> [Tareas del ejercicio]:
[a] Imprime del texto sobre el Camino de los Siete Lagos todo lo que va desde "Además, para promover" hasta "para algunos vuelos.".
[b] Prosigue el texto sobre el Camino de los Siete Lagos a partir de su última oración.

── Texto proporcionado

Además, para promover la llegada de turistas a la villa, las tarifas en gastronomía y hotelería ofrecen importantes descuentos y promociones. A esto se suma que la Municipalidad provee un servicio de transfer gratuito desde y hacia el aeropuerto de Bariloche para algunos vuelos.

Lagos y ríos

Las obras avanzan por el Camino de los Siete Lagos, aunque todavía quedan algunos kilómetros sin asfaltar en este bellísimo corredor que une San Martín de los Andes con Villa La Angostura. Nos detenemos frente a una pequeña bahía sobre el lago Espejo, que guarda como un tesoro las huellas de la reciente erupción. Desde lo alto, vemos un mapa blanco e irregular dibujado sobre la superficie del agua; una capa esponjosa y movediza que va cambiando de forma. Un breve desvío nos conduce hacia la playa. Las piedritas volcánicas son blancas, y tan livianas que flotan sobre el lago. Si uno introduce la mano, las piedras dan paso al agua transparente que desnuda el fondo arenoso de la orilla.

Recuerdo entonces la foto que me mostró hace apenas unas horas el secretario de Turismo, Marcelo García Leyenda, donde varios chicos ríen, sumergidos en un lago de piedras flotantes. “Cuando saqué esa foto –relataba–, algo cambió para mí, me di cuenta del aspecto positivo de lo que habíamos vivido. El volcán forma parte de la belleza de este lugar, el paisaje se originó en los volcanes. El equilibrio de la naturaleza es impresionante”.

Otro desvío de la ruta de los Siete Lagos nos lleva a otra playa. El Correntoso está planchado. Lejos de hacer honor a su nombre, parece un espejo verde, plácido y quieto. El silencio permite apreciar el salto de una trucha, el zumbido de un insecto, el roce de las hojas de los coihues sobre los troncos finitos e interminables. Una familia pastorea sus animales y un pescador solitario sumerge los pies en el lago.

De regreso, nos detenemos en el río Correntoso. Lo llaman el río más corto del mundo, y no hay razones para desmentirlo. Se trata de una inquieta corriente de agua de apenas 160 metros, que une los lagos Nahuel Huapi y Correntoso. El salto apurado de una trucha confirma que este sigue siendo el lugar favorito de los pescadores.

Atravesamos el río por un puente de madera, y nos encontramos con el verde de las retamas y los frutos colorados de un árbol de rosa mosqueta. Una familia toma mate junto al lago, sobre una playa de arena clara. El atardecer es de una intensidad blanca, neblinosa, refulgente.

────
── Datos para examinar

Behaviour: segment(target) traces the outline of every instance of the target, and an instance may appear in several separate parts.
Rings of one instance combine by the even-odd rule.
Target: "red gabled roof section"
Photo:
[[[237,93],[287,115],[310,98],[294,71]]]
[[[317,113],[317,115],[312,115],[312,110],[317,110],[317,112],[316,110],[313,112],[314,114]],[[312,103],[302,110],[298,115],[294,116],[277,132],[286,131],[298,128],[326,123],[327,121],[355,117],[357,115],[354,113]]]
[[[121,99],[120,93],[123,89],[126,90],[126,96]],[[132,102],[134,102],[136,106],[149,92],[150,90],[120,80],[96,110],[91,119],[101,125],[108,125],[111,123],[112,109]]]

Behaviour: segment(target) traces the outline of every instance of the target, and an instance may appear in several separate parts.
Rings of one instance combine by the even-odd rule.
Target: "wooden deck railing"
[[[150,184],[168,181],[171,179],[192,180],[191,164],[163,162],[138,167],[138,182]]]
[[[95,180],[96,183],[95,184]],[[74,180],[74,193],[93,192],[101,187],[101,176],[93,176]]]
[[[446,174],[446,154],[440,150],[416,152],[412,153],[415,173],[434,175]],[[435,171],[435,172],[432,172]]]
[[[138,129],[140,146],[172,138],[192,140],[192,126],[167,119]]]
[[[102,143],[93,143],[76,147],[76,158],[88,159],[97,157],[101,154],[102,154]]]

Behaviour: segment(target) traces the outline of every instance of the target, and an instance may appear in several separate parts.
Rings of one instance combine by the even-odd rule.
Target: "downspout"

────

> [Respuestas del ejercicio]:
[a]
Además, para promover la llegada de turistas a la villa, las tarifas en gastronomía y hotelería ofrecen importantes descuentos y promociones. A esto se suma que la Municipalidad provee un servicio de transfer gratuito desde y hacia el aeropuerto de Bariloche para algunos vuelos.

[b]
Aventura en kayak

“Andar en kayak es como bucear sin necesidad de meterse en el agua”, asegura Pablo Beheran, mientras rema con entusiasmo por la orilla cristalina del Nahuel Huapi. Dejo mi remo a un lado, y concentro la vista en la imagen hiperbólica de una rama clavada debajo del agua. El lago actúa como una lupa caprichosa y ondulada. El fondo se ve tan cerca y con tanta nitidez, que sumerjo la mano con la ilusión de tocarlo. Pero basta con introducir un dedo, para percatarse de que todo está más lejos de lo que parece.

Avanzamos al ras del agua, por el Brazo Ultima Esperanza del lago Nahuel Huapi, mientras una ordenada fila de macás –aves acuáticas– avanza con aire despreocupado a pocos metros del kayak. Más adelante, cerca del río Correntoso, un pescador estático espera el pique a flote sobre una especie de salvavidas. No muy lejos de allí, Pablo señala el lomo de una trucha arco iris que se menea bajo el agua.
Sobre la orilla distinguimos la figura imponente del Hotel Correntoso, el más antiguo y tradicional de la Villa. Se suceden casas, complejos de cabañas, y una vieja usina eléctrica incrustada en el lago, que hoy está pintada de lila, y fue convertida en vivienda.

Nos detenemos en una playita junto a una cabaña abandonada. Detrás de la cabaña, hay una casona de madera que, según algunas teorías, refugió nada menos que a Adolf Hitler después de la Segunda Guerra Mundial. El mate modera historias de hidroaviones, espías y reuniones secretas. Los perros ladran a lo lejos y terminan de aportar el toque siniestro en este rincón del paraíso. Conviene mirar al otro lado del lago, donde flotan los islotes cubiertos de árboles, y las montañas despliegan sus laderas vírgenes.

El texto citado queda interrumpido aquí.